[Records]

- - - -

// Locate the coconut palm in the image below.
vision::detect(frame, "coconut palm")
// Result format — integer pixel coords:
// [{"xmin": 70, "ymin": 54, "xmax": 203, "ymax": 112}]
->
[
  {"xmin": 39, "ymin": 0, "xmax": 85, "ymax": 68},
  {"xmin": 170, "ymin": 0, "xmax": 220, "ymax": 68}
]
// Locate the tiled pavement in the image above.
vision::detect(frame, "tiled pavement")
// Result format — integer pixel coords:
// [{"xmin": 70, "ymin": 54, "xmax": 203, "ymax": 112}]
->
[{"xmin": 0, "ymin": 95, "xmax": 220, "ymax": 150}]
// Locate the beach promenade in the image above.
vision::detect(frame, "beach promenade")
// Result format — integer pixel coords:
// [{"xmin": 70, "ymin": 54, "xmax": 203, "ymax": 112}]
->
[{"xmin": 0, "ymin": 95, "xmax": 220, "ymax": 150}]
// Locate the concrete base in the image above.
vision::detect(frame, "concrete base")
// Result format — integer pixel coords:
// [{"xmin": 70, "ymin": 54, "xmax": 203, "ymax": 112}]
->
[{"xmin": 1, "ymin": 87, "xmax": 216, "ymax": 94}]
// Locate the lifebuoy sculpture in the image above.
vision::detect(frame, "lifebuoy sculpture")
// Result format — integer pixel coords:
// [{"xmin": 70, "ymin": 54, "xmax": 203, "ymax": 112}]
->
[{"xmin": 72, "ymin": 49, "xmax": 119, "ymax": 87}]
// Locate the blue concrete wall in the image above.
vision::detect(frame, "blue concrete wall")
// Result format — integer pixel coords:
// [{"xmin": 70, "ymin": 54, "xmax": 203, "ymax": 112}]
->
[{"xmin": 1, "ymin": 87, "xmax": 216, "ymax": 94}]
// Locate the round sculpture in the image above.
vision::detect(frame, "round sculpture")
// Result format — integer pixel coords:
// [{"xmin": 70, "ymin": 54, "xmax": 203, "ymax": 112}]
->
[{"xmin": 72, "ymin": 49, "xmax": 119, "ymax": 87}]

- - - -

GIVEN PROBLEM: Could you express the lines from the one containing "round sculpture in the image above." through the end of the records, both ends included, as a two-column CSV with the columns text and result, one row per entry? Put each field in quotation marks and replace line breaks with spaces.

SOLUTION FOR THIS TASK:
text,result
"// Locate the round sculpture in the image above. vision::detect(frame, ""round sculpture"") // Result format — integer pixel coords: // [{""xmin"": 70, ""ymin"": 54, ""xmax"": 203, ""ymax"": 112}] ->","[{""xmin"": 72, ""ymin"": 49, ""xmax"": 119, ""ymax"": 87}]"